# Sanguine (revv g4)



## Keith (Jan 3, 2020)

Extremely easy to build , no issues like most times.. Tons of gain on tap, probably the most brutal distortion ive heard from a pedal especially running into the return jack on my heads.. Ive built the thermionic and as heavy as that can get , this has way more brutality.. Metal heads rejoice \m/


----------



## Mourguitars (Jan 3, 2020)

Great build Keith !

Mike


----------



## Barry (Jan 3, 2020)

Looks great!


----------



## Chuck D. Bones (Jan 4, 2020)

Great build!  Nice to see someone build a high-gain pedal that doesn't oscillate.  Where did you get those cool invisible knobs?


----------



## Keith (Jan 4, 2020)

Chuck D. Bones said:


> Great build!  Nice to see someone build a high-gain pedal that doesn't oscillate.  Where did you get those cool invisible knobs?


I dont know how much of this comment is sarcastic so I wont touch it.. Obviously havent put any knobs on it before the photo was taken.. Thanks tho


----------



## craigargh (Jan 4, 2020)

Good job. It looks great. The Sanguine is one of my favourite pedals. The Tyrian sounds great as well.


----------



## chongmagic (Jan 4, 2020)

I need to build one of these.


----------



## Chuck D. Bones (Jan 4, 2020)

Yeah, it was late and I had to give the picture a double-take.  I was serious about the oscillating pedal part of my comment.  We see so many posts in the Troubleshooting forum where folks have trouble with squealing pedals, particularly the high-gain ones..  When they're built right, they work right, as you have shown.


----------



## Nostradoomus (Jan 4, 2020)

Chuck D. Bones said:


> Yeah, it was late and I had to give the picture a double-take.  I was serious about the oscillating pedal part of my comment.  We see so many posts in the Troubleshooting forum where folks have trouble with squealing pedals, particularly the high-gain ones..  When they're built right, they work right, as you have shown.



I bet it’s those pesky knobs that cause oscillation.


----------



## Devoureddeth (Jan 5, 2020)

Chuck D. Bones said:


> Yeah, it was late and I had to give the picture a double-take.  I was serious about the oscillating pedal part of my comment.  We see so many posts in the Troubleshooting forum where folks have trouble with squealing pedals, particularly the high-gain ones..  When they're built right, they work right, as you have shown.



How would building it wrong cause oscillation? Too long of wire?


----------



## Mourguitars (Jan 5, 2020)

I could never get mine to work....if i remember correctly it sounded like a Fuzz...then a Treble booster !  Messed with it to much and destroyed a trace coming off a pot....

The Tyrian i had trouble with that one...put the IC in backwards...put a 10R in place of a 10K or vice versa..it smoked !...i got that one going but has all the usable gain i need

I have the Malachite PCB....im still gun shy about building it ....this series of distortions doesn't like me !  lol  But they have all been my mistakes, builder error !

Again awesome job Keith !

Mike


----------



## Chuck D. Bones (Jan 5, 2020)

Devoureddeth said:


> How would building it wrong cause oscillation? Too long of wire?



The short answer is "build the pedal per the drawing, use quality parts and follow the Basic Workflow Tips for Building a PedalPCB." Do those things and your success rate will approach 100%.

> ENTRIES SUPPLIED
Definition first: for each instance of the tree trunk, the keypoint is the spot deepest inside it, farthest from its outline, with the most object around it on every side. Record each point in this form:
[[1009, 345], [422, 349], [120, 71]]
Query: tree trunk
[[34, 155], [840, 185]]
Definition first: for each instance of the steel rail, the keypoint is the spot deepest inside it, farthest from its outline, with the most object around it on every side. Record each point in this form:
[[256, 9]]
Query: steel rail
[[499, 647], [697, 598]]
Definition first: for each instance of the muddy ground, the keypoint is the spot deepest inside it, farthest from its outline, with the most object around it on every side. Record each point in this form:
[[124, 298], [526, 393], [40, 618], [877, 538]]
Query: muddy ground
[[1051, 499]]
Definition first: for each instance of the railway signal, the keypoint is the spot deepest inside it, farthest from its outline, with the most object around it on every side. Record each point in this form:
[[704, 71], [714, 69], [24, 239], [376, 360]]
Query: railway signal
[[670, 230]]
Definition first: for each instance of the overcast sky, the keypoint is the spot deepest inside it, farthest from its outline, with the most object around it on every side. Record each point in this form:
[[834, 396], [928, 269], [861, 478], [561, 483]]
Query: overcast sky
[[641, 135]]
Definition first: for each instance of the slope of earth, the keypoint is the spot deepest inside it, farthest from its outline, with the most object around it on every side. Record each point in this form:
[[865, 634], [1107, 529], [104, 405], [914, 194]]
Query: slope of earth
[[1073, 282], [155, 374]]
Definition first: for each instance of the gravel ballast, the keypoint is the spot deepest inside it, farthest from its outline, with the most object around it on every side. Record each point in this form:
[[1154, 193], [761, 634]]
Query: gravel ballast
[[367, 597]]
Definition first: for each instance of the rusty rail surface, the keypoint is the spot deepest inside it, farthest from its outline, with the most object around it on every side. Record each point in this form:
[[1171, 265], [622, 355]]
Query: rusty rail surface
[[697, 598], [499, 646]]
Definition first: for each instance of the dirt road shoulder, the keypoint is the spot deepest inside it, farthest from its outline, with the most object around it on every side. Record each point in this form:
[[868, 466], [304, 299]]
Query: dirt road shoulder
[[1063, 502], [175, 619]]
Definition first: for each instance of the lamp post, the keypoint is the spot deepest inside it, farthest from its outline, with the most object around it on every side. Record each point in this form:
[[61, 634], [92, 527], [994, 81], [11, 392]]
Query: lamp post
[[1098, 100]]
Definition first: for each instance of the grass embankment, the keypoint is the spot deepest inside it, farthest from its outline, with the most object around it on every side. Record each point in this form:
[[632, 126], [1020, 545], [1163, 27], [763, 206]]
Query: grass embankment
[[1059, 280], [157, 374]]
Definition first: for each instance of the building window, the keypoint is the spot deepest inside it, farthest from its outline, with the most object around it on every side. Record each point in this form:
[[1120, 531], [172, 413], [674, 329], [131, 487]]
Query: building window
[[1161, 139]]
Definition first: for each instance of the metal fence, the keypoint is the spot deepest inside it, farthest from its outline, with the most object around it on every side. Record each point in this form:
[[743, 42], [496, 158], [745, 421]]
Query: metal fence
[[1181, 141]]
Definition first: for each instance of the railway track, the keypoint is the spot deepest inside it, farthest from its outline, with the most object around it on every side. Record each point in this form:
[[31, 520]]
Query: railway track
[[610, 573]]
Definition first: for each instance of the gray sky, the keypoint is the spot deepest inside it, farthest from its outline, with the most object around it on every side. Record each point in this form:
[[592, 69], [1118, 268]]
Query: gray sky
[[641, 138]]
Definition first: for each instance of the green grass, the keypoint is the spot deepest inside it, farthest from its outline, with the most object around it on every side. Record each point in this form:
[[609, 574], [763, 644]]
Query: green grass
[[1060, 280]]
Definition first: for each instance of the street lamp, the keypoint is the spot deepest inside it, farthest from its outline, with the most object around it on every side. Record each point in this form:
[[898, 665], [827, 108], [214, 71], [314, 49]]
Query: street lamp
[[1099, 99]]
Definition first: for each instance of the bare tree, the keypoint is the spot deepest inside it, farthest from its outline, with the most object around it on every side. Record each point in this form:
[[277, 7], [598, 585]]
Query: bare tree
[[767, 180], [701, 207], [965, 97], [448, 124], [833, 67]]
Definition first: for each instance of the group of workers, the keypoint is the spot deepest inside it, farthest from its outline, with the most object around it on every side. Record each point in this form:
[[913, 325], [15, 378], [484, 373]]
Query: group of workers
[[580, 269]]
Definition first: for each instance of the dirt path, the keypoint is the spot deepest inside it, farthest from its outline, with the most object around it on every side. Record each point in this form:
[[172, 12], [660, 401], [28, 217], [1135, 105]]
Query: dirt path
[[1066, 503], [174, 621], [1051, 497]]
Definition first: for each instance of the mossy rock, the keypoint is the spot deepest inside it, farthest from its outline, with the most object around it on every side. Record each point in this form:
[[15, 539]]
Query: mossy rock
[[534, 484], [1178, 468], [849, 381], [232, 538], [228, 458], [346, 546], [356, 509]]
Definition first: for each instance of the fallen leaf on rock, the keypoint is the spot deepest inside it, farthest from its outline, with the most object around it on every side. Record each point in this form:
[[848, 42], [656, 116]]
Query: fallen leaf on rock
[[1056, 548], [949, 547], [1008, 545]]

> TO-DO LIST
1) Based on the Sanguine thread, say whether each statement agrees with it. Answer yes or no and quote the deciding words. (a) Keith finds the Sanguine more brutal than the Thermionic he built. (b) Mourguitars got the Sanguine working. (c) Chuck D. Bones was joking about the oscillation part of his comment.
2) In the Sanguine thread, which PCB is Mourguitars still hesitant to build?
3) From the Sanguine thread, echo the stretch from "I could never" through "off a pot....".

> TASK RESPONSES
1)
(a) Yes: "Ive built the thermionic and as heavy as that can get , this has way more brutality"
(b) No: "I could never get mine to work"
(c) No: "I was serious about the oscillating pedal part of my comment"

2) The Malachite PCB.

3)
I could never get mine to work....if i remember correctly it sounded like a Fuzz...then a Treble booster !  Messed with it to much and destroyed a trace coming off a pot....